▸ Page excerpt:
The Bench Strength of Prairies in the Face of Climate Change

In case you hadn’t noticed, the climate is changing.  Things are getting weird, and they’re going to get weirder.  Here in central North America, we’re expecting more and more intense storm events and drought periods in the coming decades.  Scientists are scrambling to figure out how to predict and facilitate the inevitable changes those crazy weather events will bring to natural systems, including prairies.

Fortunately, prairies have been training for this for a very long time.  A few months ago, I wrote a post about the resilience of prairies, and how that resilience is built largely upon the diversity within their ecological communities and the size and connectivity of prairie habitats.  Prairies that are relatively big and still have the majority of their potential plant and animal species are going into this encounter with rapid climate change with what you might call solid bench strength.

Diversity of plants and animals is the keystone to ecological resilience. The Nature Conservancy’s Nachusa Grasslands, Illinois.

In sports, teams want to have lots of available players that represent a broad diversity of skills.  Each opponent they face will have its own individual mix of power, endurance, speed, and other attributes.  A successful team can build a roster for each game that counters their opponent’s strengths, no matter what they are.  The number and quality of their players is a team’s bench strength.

Healthy prairies have great bench strength too.  No matter what gets thrown at them, they can adapt by changing their roster of species.  The speed at which they can drastically change the makeup of their “team” is impressive.  Anyone who has spent many years watching the same prairie has seen this in action, but none of us have seen prairies go through what Professor John Weaver saw back in the 1930’s and 40’s.

Weaver, one of the best known prairie ecologists of all time, had been studying 30 “large typical prairies” across parts of Nebraska, Iowa, Kansas, and Colorado prior to the start of the Dust Bowl era.  His baseline data gave him an invaluable opportunity to document the dramatic changes to the plant communities of those prairies during and after the droughts of the 1930’s.  What he recorded, along with his former student F.W. Albertson, was an incredible testimony to the dynamism and resilience of those prairies.  Their 88 page 1944 publication, entitled “Nature and Degree of Recovery of Grassland from the Great Drought of 1933 to 1940”  encapsulates the bulk of their findings in one place, and is worth a read if you have the time.

In 2012, we got a small glimpse of what Weaver and Albertson saw in the 1930’s, but our drought – while severe – only lasted one year here in Nebraska.
In 2013, the response of the prairie to the 2012 drought included some explosions of wildflowers, including shell leaf penstemon (Penstemon grandiflorus).

▸ Data to use:
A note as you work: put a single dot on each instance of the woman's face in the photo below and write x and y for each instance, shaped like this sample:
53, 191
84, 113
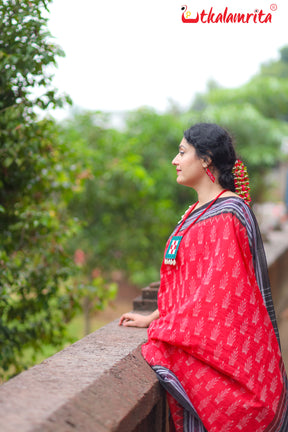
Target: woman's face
190, 169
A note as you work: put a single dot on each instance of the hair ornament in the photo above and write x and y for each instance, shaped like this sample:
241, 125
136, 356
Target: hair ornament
241, 181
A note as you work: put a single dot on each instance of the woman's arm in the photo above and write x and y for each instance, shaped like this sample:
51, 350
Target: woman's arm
137, 320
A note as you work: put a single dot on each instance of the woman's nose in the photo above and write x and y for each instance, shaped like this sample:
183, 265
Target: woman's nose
174, 161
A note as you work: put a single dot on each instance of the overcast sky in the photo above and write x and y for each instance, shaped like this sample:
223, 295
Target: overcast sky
123, 54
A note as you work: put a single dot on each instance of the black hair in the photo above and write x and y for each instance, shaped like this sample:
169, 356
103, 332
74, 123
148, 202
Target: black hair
213, 142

▸ Exercise task 1: Print the passage of the prairie article exactly, starting at "In sports, teams" and ending at "1930’s and 40’s.".
▸ Exercise task 2: Locate every line of the listing that contains the string "face", and copy each such line in full. Matching is case-sensitive.

▸ Task output 1:
In sports, teams want to have lots of available players that represent a broad diversity of skills.  Each opponent they face will have its own individual mix of power, endurance, speed, and other attributes.  A successful team can build a roster for each game that counters their opponent’s strengths, no matter what they are.  The number and quality of their players is a team’s bench strength.

Healthy prairies have great bench strength too.  No matter what gets thrown at them, they can adapt by changing their roster of species.  The speed at which they can drastically change the makeup of their “team” is impressive.  Anyone who has spent many years watching the same prairie has seen this in action, but none of us have seen prairies go through what Professor John Weaver saw back in the 1930’s and 40’s.

▸ Task output 2:
A note as you work: put a single dot on each instance of the woman's face in the photo below and write x and y for each instance, shaped like this sample:
Target: woman's face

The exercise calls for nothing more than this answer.